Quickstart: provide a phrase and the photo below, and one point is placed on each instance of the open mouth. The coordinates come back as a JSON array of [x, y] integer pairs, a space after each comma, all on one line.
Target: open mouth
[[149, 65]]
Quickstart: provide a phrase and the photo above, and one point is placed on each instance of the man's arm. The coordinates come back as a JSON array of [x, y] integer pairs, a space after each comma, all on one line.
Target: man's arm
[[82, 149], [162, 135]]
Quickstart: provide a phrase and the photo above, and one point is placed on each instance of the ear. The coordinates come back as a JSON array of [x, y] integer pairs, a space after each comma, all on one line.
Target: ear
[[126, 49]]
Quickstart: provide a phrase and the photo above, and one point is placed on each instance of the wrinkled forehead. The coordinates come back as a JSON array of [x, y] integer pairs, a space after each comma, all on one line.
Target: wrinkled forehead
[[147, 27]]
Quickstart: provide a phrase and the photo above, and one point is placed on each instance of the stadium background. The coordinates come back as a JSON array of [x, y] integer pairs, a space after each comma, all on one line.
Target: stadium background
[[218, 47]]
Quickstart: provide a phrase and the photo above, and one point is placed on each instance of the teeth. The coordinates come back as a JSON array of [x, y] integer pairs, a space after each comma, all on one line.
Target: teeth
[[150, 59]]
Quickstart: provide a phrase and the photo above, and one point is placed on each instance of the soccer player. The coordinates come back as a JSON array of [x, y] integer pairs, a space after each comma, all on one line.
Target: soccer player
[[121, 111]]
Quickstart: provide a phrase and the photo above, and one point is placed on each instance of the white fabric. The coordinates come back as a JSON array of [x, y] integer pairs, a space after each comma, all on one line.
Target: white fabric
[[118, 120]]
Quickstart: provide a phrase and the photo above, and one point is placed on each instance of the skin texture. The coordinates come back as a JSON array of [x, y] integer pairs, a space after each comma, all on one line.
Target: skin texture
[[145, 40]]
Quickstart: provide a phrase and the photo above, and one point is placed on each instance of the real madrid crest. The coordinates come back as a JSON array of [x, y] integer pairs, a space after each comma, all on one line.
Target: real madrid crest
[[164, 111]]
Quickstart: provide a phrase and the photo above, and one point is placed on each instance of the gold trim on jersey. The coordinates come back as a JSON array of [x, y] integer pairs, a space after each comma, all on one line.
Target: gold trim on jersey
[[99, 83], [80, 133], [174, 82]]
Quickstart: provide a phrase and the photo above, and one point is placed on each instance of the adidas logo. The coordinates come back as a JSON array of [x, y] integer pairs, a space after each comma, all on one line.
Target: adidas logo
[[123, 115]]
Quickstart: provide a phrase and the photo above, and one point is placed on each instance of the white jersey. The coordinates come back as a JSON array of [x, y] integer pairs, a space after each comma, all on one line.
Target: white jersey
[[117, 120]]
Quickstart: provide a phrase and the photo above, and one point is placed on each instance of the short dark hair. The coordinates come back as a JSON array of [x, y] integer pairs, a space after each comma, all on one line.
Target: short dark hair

====

### Aim of the task
Lines with "hair": copy every one of them from the listing above.

### Exercise result
Quickstart: provide a phrase and the photo above, and one point is placed on each instance of the short dark hair. The coordinates come back as a JSON array of [x, y] integer pairs, a space after each comma, all on one line.
Target: short dark hair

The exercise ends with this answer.